▸ **Activity**:
Please return every line of the records that contains the word "wall".

[Phrase grounding data]
# # # # # # #
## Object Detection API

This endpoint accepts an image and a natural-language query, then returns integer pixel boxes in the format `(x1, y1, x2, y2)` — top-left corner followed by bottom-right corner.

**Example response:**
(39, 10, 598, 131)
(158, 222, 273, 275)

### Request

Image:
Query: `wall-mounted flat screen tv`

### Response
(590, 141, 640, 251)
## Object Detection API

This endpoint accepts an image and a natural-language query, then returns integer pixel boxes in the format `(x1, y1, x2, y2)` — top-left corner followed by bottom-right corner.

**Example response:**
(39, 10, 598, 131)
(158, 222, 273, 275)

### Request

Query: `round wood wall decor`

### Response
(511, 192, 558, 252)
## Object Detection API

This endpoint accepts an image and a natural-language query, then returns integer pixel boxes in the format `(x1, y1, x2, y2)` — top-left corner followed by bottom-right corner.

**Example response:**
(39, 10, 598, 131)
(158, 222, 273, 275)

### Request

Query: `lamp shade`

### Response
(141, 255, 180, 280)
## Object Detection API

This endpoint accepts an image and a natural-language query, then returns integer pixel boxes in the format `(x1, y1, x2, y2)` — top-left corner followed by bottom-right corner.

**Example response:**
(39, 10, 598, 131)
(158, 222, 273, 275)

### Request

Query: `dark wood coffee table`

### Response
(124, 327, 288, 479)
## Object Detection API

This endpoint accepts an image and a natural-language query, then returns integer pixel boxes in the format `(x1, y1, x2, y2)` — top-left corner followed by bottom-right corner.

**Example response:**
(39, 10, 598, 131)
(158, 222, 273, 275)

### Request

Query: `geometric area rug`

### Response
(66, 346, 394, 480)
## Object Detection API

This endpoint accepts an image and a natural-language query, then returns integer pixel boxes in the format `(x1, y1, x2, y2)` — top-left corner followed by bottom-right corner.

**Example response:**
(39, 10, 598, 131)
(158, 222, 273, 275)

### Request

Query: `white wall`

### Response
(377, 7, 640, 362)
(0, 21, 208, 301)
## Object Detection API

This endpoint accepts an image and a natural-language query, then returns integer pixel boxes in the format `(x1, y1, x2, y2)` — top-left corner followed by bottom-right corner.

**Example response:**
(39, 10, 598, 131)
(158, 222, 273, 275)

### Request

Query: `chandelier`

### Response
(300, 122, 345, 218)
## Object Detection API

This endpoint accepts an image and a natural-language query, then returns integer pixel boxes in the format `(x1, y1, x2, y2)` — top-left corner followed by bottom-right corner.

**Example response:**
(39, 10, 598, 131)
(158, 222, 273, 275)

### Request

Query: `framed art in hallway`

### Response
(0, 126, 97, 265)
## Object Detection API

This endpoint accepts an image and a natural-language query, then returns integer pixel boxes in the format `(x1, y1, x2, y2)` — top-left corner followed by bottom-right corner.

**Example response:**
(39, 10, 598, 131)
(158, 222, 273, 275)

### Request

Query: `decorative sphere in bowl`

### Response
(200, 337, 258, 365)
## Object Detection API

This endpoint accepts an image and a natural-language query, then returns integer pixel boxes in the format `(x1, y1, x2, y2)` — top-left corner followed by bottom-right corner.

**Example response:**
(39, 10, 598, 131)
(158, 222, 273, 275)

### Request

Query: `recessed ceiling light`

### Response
# # # # # # #
▸ **Answer area**:
Query: `wall-mounted flat screen tv`
Query: `round wood wall decor`
Query: `white wall`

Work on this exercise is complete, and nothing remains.